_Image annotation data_

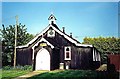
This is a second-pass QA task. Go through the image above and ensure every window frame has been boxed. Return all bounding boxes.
[64,46,71,60]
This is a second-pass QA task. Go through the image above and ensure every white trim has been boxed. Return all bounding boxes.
[17,25,93,48]
[32,38,54,59]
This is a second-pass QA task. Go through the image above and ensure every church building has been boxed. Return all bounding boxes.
[16,14,101,71]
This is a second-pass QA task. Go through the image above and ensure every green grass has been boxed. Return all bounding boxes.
[0,65,32,79]
[27,70,118,79]
[2,69,30,79]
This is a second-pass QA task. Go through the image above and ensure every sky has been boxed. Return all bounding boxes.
[2,2,118,42]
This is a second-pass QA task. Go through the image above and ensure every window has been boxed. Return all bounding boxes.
[47,29,55,37]
[64,46,71,60]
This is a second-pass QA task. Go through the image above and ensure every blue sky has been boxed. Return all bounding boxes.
[2,2,118,42]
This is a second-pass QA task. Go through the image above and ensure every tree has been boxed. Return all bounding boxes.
[83,37,120,63]
[1,23,34,65]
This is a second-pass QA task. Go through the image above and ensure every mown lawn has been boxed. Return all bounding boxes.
[2,69,30,79]
[27,70,119,79]
[1,65,32,79]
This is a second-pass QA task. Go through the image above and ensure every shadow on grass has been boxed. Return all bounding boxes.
[27,70,119,79]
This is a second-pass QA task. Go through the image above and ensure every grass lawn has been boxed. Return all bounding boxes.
[27,70,119,79]
[2,69,30,79]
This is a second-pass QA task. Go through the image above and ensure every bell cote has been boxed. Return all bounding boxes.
[48,14,57,24]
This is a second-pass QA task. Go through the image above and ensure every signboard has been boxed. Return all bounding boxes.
[40,43,47,47]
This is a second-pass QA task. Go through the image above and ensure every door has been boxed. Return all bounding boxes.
[35,48,50,70]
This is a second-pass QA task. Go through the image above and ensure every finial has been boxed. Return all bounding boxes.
[51,12,53,14]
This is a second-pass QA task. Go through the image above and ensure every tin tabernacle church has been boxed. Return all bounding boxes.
[17,14,101,70]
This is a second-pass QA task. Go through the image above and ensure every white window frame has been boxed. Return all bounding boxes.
[64,46,71,60]
[47,29,55,37]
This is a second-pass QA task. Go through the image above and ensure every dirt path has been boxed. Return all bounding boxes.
[14,71,48,79]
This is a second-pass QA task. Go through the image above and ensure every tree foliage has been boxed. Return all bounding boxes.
[83,37,120,62]
[1,23,33,65]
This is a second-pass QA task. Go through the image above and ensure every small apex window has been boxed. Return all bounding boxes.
[47,29,55,37]
[64,46,71,60]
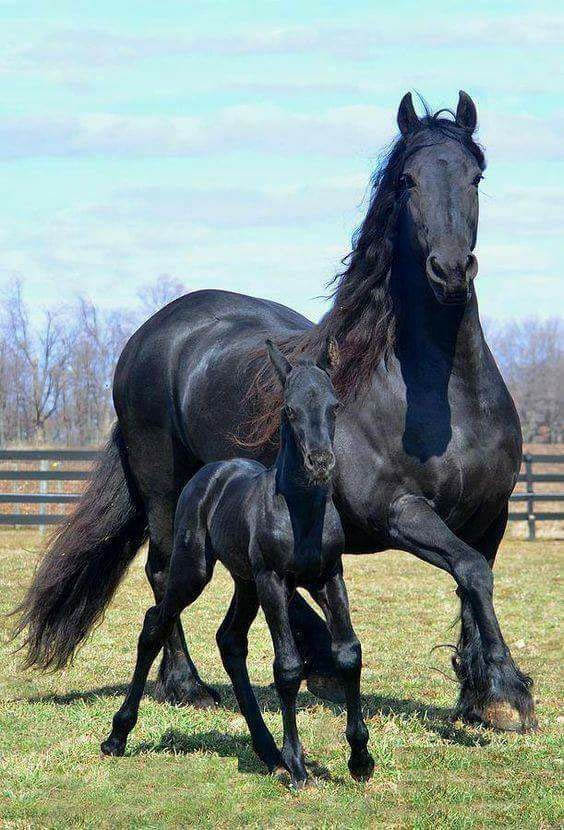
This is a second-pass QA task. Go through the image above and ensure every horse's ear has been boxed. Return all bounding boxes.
[456,89,478,135]
[316,337,341,374]
[398,92,419,135]
[266,340,292,386]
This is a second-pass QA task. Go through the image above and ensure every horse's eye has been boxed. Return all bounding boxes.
[399,173,416,190]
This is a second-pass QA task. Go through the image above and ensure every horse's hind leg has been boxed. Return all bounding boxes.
[216,582,282,772]
[101,546,213,755]
[452,507,535,731]
[100,603,174,755]
[145,498,219,708]
[257,571,307,787]
[389,495,536,730]
[311,570,374,781]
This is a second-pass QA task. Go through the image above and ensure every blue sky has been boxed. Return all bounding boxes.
[0,0,564,318]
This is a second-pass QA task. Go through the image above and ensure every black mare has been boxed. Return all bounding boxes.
[102,341,374,786]
[15,93,535,729]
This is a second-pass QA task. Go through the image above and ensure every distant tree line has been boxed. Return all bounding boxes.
[0,275,564,446]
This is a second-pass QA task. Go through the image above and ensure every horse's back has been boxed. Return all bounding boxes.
[114,290,311,462]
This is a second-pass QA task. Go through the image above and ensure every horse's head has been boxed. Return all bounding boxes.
[266,338,339,484]
[398,92,485,304]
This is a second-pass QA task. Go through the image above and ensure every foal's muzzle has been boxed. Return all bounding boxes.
[425,252,478,305]
[304,450,335,484]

_Task description_
Rewrite the portion of the entries that starts at the line containing "muzzle has been boxed. Return all bounding boxes." and continues through the end of the entries, with the requests included. Shift every bounding-box coordinate in the answers by -18.

_Final result_
This is a second-pass QA task. Go through the image above and ensure every foal's muzzle has been boxed. Return all bounding boxes.
[407,234,460,287]
[286,432,317,466]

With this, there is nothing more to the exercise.